◆ The request: Will you quote only the lines starting at the one that contains "of the round" and ending with the last line of the listing below, inclusive?

◆ Data rows:
=-=-=
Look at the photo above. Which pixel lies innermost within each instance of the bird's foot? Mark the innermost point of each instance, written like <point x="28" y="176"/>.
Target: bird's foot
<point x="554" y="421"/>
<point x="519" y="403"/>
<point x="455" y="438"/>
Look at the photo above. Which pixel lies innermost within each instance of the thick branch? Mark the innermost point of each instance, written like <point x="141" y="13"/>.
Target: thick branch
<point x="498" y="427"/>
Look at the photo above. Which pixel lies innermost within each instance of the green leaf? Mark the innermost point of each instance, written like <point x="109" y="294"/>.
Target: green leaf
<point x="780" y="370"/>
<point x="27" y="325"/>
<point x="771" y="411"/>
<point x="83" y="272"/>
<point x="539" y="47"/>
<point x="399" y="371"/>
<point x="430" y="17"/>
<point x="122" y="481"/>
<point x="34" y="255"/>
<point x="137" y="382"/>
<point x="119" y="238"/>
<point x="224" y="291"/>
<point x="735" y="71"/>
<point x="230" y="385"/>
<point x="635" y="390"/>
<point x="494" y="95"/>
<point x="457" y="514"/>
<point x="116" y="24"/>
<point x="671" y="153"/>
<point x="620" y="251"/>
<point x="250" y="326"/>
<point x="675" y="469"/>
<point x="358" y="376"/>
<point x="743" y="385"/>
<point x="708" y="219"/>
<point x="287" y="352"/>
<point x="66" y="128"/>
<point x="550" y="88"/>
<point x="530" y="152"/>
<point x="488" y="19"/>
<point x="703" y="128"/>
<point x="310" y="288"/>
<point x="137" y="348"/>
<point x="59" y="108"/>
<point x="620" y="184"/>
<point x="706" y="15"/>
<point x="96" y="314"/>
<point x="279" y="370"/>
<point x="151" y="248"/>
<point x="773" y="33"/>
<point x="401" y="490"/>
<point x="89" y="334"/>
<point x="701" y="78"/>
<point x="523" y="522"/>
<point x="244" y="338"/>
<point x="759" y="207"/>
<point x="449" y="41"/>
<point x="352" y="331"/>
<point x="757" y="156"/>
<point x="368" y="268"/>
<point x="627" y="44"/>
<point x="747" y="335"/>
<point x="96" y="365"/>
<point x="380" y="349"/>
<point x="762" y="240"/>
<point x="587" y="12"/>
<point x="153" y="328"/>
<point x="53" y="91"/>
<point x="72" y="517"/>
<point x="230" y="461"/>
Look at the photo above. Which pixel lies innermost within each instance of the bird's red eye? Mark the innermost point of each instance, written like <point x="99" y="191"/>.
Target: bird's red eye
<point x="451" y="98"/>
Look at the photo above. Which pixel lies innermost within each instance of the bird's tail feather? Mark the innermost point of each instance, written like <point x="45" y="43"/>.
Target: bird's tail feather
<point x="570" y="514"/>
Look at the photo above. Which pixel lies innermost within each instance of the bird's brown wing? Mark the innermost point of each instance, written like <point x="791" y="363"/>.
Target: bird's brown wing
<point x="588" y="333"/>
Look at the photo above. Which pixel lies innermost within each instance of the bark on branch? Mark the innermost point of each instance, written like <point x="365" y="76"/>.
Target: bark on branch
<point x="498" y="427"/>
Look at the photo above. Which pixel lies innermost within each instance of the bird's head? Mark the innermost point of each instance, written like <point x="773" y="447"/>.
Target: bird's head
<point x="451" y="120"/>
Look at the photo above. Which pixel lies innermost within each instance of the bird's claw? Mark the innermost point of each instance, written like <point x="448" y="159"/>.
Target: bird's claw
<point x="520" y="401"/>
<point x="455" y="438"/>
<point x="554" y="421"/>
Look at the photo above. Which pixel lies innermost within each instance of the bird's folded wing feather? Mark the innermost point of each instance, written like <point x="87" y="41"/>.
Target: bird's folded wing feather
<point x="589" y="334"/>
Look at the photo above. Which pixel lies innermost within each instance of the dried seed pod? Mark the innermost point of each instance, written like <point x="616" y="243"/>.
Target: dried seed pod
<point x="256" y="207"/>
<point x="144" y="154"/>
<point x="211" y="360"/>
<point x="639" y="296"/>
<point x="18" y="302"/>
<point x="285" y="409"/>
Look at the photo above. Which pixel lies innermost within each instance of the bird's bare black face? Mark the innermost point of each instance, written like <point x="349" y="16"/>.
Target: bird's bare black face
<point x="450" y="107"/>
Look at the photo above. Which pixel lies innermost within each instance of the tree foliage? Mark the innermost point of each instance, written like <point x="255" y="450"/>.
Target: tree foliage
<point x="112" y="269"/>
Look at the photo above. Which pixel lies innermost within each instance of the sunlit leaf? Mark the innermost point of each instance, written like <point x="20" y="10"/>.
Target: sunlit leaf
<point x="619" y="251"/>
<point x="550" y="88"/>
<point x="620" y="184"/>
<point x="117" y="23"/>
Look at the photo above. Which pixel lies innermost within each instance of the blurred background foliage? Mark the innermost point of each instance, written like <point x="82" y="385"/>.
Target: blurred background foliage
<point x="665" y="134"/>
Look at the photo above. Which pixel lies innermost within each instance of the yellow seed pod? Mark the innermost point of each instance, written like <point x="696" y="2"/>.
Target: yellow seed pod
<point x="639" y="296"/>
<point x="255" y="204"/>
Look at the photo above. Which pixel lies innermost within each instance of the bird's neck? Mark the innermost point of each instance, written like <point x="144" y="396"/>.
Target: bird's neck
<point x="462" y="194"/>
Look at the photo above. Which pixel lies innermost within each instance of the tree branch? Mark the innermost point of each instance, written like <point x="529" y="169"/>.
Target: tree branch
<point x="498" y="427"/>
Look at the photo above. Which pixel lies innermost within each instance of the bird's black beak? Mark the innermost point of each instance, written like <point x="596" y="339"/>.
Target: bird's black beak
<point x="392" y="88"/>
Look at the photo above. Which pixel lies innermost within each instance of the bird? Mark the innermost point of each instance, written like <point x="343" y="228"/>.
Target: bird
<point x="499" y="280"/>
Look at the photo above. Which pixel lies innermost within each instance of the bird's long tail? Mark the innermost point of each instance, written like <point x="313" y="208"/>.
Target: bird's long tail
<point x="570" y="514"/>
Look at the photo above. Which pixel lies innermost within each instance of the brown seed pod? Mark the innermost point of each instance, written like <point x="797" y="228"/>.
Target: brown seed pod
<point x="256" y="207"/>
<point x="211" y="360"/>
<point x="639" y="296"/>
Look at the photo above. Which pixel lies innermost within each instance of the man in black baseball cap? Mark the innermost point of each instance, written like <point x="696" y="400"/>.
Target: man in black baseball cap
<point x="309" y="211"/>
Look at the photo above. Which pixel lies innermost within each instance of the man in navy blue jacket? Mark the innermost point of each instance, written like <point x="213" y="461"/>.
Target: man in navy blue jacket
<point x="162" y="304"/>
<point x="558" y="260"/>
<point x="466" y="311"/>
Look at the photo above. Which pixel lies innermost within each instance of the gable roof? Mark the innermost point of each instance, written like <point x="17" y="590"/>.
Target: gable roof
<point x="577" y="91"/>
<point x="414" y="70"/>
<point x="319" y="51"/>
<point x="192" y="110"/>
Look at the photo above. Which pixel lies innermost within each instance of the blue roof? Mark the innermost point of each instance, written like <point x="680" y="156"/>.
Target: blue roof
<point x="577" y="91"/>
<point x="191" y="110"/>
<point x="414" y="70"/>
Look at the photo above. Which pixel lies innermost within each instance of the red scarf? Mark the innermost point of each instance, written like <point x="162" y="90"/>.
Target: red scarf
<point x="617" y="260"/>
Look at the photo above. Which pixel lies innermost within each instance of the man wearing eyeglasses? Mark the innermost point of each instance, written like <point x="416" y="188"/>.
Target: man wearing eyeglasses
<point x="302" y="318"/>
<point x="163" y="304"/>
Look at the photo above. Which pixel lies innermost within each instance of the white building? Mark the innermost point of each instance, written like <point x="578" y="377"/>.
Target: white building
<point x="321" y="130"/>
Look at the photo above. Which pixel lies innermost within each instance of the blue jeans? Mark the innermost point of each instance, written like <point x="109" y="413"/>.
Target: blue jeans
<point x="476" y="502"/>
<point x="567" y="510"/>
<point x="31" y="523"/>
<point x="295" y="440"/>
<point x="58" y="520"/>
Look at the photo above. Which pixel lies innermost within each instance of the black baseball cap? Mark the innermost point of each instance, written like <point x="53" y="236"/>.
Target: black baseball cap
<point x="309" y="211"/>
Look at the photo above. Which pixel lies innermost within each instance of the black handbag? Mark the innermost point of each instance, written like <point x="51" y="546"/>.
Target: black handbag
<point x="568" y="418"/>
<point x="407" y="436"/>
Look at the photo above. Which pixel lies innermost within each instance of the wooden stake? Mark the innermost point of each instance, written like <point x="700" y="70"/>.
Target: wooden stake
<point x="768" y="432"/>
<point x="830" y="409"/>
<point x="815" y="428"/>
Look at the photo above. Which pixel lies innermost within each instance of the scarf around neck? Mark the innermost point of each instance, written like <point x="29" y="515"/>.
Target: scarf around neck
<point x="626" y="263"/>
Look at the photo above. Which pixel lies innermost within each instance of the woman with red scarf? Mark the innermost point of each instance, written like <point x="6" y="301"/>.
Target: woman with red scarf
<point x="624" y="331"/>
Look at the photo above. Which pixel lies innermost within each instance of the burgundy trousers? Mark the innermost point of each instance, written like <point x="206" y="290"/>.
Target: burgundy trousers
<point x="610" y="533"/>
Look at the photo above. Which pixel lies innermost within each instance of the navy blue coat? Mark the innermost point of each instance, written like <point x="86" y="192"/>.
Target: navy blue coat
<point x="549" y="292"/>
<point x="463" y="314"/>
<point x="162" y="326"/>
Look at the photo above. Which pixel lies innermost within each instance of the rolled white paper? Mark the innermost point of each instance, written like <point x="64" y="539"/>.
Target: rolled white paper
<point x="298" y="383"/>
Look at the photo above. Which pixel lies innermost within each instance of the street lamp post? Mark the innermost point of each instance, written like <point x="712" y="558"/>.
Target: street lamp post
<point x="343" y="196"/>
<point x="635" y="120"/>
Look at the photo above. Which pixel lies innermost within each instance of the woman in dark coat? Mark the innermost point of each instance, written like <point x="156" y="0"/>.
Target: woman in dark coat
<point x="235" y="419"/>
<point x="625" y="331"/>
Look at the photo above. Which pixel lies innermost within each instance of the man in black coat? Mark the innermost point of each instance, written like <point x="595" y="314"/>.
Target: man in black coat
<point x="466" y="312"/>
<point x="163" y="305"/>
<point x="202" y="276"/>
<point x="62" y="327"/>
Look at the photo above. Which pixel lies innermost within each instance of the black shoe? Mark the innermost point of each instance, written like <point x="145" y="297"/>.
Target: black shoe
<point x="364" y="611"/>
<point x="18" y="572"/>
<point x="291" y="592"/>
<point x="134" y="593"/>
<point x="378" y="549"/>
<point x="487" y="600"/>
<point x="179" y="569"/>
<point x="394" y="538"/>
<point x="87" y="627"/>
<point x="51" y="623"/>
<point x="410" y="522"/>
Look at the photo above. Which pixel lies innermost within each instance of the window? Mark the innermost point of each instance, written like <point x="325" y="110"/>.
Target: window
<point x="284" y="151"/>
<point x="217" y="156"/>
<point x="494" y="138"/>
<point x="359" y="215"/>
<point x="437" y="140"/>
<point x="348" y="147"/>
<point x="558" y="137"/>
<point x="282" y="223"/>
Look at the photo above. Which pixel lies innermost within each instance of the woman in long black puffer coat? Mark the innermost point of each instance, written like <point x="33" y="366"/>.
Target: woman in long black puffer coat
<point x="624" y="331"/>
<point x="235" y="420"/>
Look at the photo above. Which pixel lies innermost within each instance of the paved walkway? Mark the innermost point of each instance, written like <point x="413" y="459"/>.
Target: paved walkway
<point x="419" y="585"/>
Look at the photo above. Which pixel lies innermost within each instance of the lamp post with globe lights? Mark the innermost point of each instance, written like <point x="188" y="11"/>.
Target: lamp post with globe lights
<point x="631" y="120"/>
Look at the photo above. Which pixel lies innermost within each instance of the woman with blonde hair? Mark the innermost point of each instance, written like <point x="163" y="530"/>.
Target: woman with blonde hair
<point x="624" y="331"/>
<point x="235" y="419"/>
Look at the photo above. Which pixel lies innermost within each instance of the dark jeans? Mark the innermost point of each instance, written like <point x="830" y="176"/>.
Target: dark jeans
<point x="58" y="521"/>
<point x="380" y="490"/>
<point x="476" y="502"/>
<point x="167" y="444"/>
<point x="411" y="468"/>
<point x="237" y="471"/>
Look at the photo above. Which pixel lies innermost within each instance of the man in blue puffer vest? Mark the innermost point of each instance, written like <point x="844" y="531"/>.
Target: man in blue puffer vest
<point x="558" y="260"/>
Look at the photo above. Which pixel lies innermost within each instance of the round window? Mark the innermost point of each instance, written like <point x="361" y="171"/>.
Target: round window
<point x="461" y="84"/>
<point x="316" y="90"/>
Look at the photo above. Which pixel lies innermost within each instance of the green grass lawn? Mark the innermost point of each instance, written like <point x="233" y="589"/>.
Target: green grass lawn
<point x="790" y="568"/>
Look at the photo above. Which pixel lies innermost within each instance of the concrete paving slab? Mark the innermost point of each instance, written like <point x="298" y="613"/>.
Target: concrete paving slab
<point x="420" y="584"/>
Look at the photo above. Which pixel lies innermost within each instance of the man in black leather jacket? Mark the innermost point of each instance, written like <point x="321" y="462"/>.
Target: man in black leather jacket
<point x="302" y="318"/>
=-=-=
◆ Written answer:
Look at the photo above. Which pixel lies innermost within each instance of the round window? Mark the innermost point of each instance, written like <point x="361" y="171"/>.
Target: round window
<point x="461" y="84"/>
<point x="316" y="90"/>
Look at the photo above. Which pixel lies innermost within each instance of the green grass lawn? Mark the innermost point of each instance, written like <point x="233" y="589"/>.
Target: green grass lawn
<point x="790" y="568"/>
Look at the photo above. Which pixel lies innermost within each instance of the concrete paving slab? Mark the innermost point of each instance, written like <point x="298" y="613"/>.
Target: concrete paving slab
<point x="420" y="584"/>
Look at the photo above. Which pixel lies innermost within each instance of the man in black leather jacket? Mark the innermost point of each instance, written like <point x="321" y="462"/>.
Target: man in black leather jacket
<point x="302" y="318"/>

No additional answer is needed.